>> Start Source

Oklahoma City News, Entertainment & Occasional Humor • Established 2007

The OU marching band has released a list of demands!!!

If you haven’t been paying attention – and let’s be honest, hopefully you haven’t – there’s apparently been a lot a controversy surrounding the 2013 Pride of Oklahoma marching band.

Apparently, the longtime director of the Pride of Oklahoma recently retired, and OU President David Boren and some micro-managing regent went around a search committee and handpicked Justin Stolarik from Wisconsin to be the new director. This raised some eyebrows on campus because Stolarik allegedly did not meet the minimum requirements for the job and he failed to kiss President Boren’s ring when they first met. Also, I guess band members and alumni were both hoping OU would go with an internal candidate or something. At least I think that’s the story. I was in band in middle school and some of high school, and writing all this just brings up some really bad memories.

Instead of trying to blend in and go with the flow, Stolarik acted like a new dog in the backyard and ran around pissing on everything like he owned the place. He toyed with new formations and tried to infuse traditions from Wisconsin into the Pride’s pregame marching routine. This really pissed off OU football fans, alumni and band members, so they took to social media to complain. They posted pics of the Pride’s new routine on Facebook, and pointed out how closely it mimicked pregame rituals and tradition from Wisconsin.

Of course, this angered Joe OU football fan because OU is a storied college football institution drenched in traditions that are not allowed to be changed, and Wisconsin, well, they had Ron Dayne. Due to the complaints and to save face, High Commander Boren nixed some elements of the new Badger-inspired pregame routine, while allowing a few new things, like a different marching formation (see video above).

Despite all of this, the members of the Pride were still not satisfied. They continued to make noise like an 8th grader playing the oboe. This lead to the following amazing headline to be posted on KFOR:

ou marching band

Yes, watch out world. The OU Marching band has pulled a Hezbollah and released a set of demands to President Boren. If they’re not met, I heard they are going to stop playing show tunes at halftime, and replace “It’s a Grand Old Flag” with “Fifty Nifty United States.” That will teach Boren to mess with the band.

Anyway, the story about the Pride’s demands is about as entertaining as the headline. Check it out:

Senior members of the Pride of Oklahoma marching band have been fighting changes to deep rooted traditions made by new director, Justin Stolarik.

Before the season started the marching bands Stolarik reassured  fans that changes would not be made to the fanfare but that’s only a small part of their pregame performance.

The small changes that were made to the rest of the pregame march have band members upset, so they went to President Boren.

>> End Source
>> Start Data section

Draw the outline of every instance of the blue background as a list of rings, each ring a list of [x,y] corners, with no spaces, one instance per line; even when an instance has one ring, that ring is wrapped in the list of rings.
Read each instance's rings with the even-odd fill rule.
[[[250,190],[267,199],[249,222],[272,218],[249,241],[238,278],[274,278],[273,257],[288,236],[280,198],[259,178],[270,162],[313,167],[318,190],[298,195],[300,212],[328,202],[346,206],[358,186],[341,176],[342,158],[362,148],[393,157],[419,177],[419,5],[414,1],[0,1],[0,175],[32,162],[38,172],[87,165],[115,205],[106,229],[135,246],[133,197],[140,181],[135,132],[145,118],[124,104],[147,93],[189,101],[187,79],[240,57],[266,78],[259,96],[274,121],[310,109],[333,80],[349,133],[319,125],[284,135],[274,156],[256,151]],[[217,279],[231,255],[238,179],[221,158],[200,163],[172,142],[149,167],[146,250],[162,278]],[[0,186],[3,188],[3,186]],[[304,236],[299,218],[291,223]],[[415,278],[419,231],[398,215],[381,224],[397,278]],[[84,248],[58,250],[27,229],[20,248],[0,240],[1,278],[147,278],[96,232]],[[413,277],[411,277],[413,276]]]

>> End Data section
>> Start Data section

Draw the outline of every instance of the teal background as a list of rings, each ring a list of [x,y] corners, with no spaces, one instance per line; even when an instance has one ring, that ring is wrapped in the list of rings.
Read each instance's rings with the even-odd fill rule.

>> End Data section

*Short exercise 1*
Please transcribe the marching band post from "Anyway, the story" up to and including "their pregame performance.".
*Short exercise 2*
Pick out every row containing the string "Draw", with case counting, and copy each of those rows.
The marching band post and the two blocks of rows are unrelated material.

*Complete output 1*
Anyway, the story about the Pride’s demands is about as entertaining as the headline. Check it out:

Senior members of the Pride of Oklahoma marching band have been fighting changes to deep rooted traditions made by new director, Justin Stolarik.

Before the season started the marching bands Stolarik reassured  fans that changes would not be made to the fanfare but that’s only a small part of their pregame performance.

*Complete output 2*
Draw the outline of every instance of the blue background as a list of rings, each ring a list of [x,y] corners, with no spaces, one instance per line; even when an instance has one ring, that ring is wrapped in the list of rings.
Draw the outline of every instance of the teal background as a list of rings, each ring a list of [x,y] corners, with no spaces, one instance per line; even when an instance has one ring, that ring is wrapped in the list of rings.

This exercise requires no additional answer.